# Exercise aim:
Without including any images, please transcribe all the lines below exactly.

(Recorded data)
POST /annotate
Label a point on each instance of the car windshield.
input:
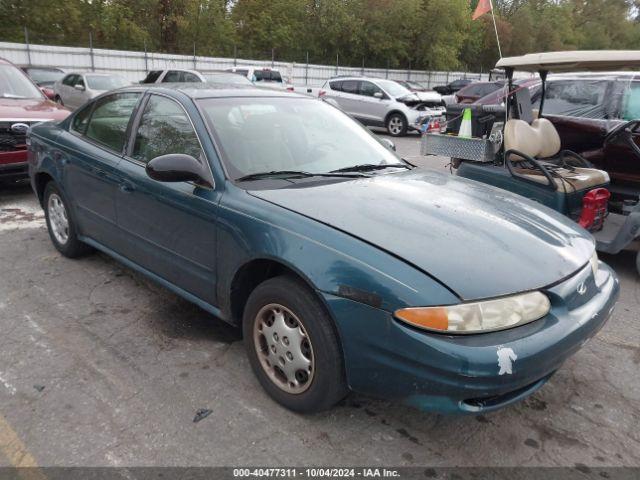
(105, 82)
(15, 84)
(227, 79)
(45, 76)
(293, 134)
(267, 76)
(414, 85)
(393, 88)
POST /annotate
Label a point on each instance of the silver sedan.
(74, 89)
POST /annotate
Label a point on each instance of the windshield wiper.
(366, 167)
(289, 174)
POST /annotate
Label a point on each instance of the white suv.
(379, 102)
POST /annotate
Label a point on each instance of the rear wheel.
(60, 223)
(397, 125)
(293, 347)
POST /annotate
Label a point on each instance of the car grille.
(11, 141)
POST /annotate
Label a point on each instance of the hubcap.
(284, 348)
(58, 219)
(395, 125)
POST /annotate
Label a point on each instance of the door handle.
(126, 187)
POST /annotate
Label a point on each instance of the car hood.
(30, 109)
(429, 96)
(479, 241)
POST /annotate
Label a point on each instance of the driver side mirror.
(177, 167)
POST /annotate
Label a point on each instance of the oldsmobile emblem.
(582, 289)
(19, 128)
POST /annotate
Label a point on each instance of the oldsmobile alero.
(347, 267)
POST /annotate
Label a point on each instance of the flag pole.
(495, 27)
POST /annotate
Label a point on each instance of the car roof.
(571, 61)
(98, 74)
(199, 90)
(41, 67)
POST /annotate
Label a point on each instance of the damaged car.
(347, 268)
(377, 102)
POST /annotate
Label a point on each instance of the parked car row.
(22, 104)
(382, 103)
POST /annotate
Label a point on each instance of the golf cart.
(516, 148)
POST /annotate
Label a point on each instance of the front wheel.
(293, 347)
(397, 125)
(60, 223)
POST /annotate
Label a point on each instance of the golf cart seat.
(533, 153)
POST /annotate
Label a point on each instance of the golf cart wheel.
(397, 125)
(292, 346)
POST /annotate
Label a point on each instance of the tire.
(60, 223)
(396, 125)
(320, 382)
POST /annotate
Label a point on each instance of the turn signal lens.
(477, 317)
(594, 262)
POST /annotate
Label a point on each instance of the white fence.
(135, 65)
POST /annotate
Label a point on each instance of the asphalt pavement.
(101, 367)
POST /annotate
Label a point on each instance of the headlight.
(594, 262)
(477, 317)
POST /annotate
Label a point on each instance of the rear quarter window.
(110, 118)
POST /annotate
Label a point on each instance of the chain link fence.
(134, 65)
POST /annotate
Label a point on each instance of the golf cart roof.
(573, 61)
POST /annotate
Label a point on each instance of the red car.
(22, 104)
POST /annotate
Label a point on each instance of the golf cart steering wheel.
(626, 131)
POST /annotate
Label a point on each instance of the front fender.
(331, 261)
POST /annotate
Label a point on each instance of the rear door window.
(189, 77)
(631, 102)
(351, 86)
(110, 118)
(81, 119)
(576, 98)
(369, 89)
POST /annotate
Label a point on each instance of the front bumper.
(13, 165)
(461, 374)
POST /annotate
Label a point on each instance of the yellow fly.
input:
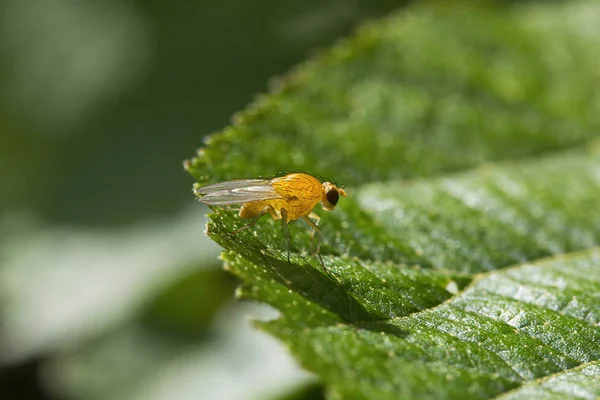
(286, 198)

# Response area:
POST /annotate
Label a point on each instance of the car windshield.
input:
(105, 82)
(15, 84)
(227, 79)
(45, 76)
(293, 134)
(267, 76)
(414, 85)
(393, 88)
POST /annotate
Label a point on each instance of the silver sedan.
(74, 89)
POST /annotate
Label a point on each instance of the windshield wiper.
(366, 167)
(289, 174)
POST /annotate
Label a point on each instance of the white suv.
(379, 102)
POST /annotate
Label a point on each instance of the rear wheel.
(60, 223)
(397, 125)
(293, 347)
POST /annotate
Label a point on each instance of the car grille.
(11, 141)
POST /annotate
Label a point on each instance of the hubcap.
(284, 348)
(58, 219)
(395, 125)
POST /annotate
Label a point on each instance of the door handle.
(126, 187)
POST /annotate
Label a point on each instance of the car hood.
(30, 109)
(429, 96)
(479, 241)
POST /annotate
Label a point on each instance of the driver side mirror.
(177, 167)
POST /annotate
Label a point on each instance of the oldsmobile emblem.
(582, 289)
(19, 128)
POST /annotate
Label a point on each instance of the oldsmobile alero.
(347, 267)
POST /annotate
Label a point on each instance of the flag pole.
(495, 27)
POST /annotate
Label a point on each instance of the car roof.
(571, 61)
(98, 74)
(199, 90)
(41, 67)
POST /annotate
Label a point on each instance of the damaged car.
(347, 268)
(377, 102)
POST /annotate
Label a point on each instance of the parked car row.
(22, 104)
(382, 103)
POST /annotate
Label a point on each instance of the golf cart.
(516, 148)
POST /annotate
Label a point on each instance of the front wheel.
(293, 347)
(397, 125)
(60, 223)
POST /annotate
Label a point on each instance of the golf cart seat.
(533, 153)
POST /annotate
Label a point on each instance of the golf cart wheel.
(397, 125)
(292, 346)
POST /annotate
Label a point on each instance of the tire.
(60, 223)
(396, 125)
(320, 382)
POST /annotate
Label a point on each instance of the turn signal lens.
(477, 317)
(594, 262)
POST /annotate
Label a point on each instance of the white fence.
(135, 65)
POST /annotate
Label a point on each instance of the asphalt pavement.
(101, 367)
POST /annotate
Label a point on each instance of the headlight.
(594, 262)
(477, 317)
POST /annotate
Label a point on each instance of the rear quarter window.
(110, 118)
POST /annotate
Label a point on each instance of the chain link fence.
(134, 65)
POST /annotate
Label a point on each instance of the golf cart roof.
(573, 61)
POST /annotate
Label a point on each instance of the red car.
(22, 104)
POST /annotate
Label a point on each instance of the golf cart steering wheel.
(626, 131)
POST /annotate
Label a point on each instance of the front fender.
(331, 261)
POST /annotate
Label a point on each instance of the rear door window.
(189, 77)
(631, 102)
(351, 86)
(110, 118)
(81, 119)
(576, 98)
(369, 89)
POST /annotate
Label a point on each instance of the front bumper.
(13, 165)
(461, 374)
POST /annotate
Label a point on each instance of the yellow fly.
input:
(286, 198)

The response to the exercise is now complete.